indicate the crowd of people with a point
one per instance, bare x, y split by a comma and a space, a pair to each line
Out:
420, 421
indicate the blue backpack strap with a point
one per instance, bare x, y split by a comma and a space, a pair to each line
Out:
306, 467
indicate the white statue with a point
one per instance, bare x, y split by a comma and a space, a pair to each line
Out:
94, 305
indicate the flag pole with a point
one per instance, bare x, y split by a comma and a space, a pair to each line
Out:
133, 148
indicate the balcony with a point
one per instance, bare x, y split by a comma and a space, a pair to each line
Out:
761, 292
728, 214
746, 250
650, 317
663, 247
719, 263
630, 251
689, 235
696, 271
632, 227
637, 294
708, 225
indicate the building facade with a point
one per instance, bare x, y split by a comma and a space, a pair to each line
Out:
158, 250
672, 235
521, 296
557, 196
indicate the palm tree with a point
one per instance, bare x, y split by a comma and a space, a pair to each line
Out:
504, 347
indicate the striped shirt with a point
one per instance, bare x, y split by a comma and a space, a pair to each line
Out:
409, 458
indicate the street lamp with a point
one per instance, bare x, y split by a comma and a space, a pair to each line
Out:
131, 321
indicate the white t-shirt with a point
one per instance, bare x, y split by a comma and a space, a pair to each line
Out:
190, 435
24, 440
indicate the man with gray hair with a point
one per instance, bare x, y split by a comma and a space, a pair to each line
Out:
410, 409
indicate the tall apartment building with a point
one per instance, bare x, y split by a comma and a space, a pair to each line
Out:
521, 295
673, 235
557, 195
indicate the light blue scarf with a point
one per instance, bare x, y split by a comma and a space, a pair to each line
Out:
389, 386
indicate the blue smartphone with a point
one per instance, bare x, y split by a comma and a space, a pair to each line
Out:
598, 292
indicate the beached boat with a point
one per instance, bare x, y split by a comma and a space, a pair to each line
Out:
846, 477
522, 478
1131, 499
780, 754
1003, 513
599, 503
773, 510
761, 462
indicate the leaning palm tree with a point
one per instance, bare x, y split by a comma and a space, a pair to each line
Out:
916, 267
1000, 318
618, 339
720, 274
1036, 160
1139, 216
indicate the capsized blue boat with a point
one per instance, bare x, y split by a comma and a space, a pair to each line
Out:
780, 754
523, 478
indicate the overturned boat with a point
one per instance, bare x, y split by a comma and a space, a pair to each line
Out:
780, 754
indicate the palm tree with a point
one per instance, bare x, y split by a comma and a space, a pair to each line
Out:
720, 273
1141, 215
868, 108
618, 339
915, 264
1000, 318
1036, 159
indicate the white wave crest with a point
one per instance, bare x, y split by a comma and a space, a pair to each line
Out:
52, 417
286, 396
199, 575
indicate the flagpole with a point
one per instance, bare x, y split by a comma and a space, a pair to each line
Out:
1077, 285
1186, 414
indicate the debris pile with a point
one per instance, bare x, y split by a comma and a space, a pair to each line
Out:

| Required action |
Write out, exactly and with nothing else, the lines of the listing above from its first line through the line with "indicate the flag pole with a point".

| Response to this exercise |
indicate the crowd of people with a point
one per instance, bare x, y split by a comma and a space, a pair to each line
Out:
420, 421
indicate the blue backpack strap with a point
one per instance, bare x, y split by a comma and a space, a pair to each line
Out:
306, 467
indicate the white statue with a point
one per instance, bare x, y split by a comma and a space, a pair to each line
Out:
94, 305
indicate the flag pole with a point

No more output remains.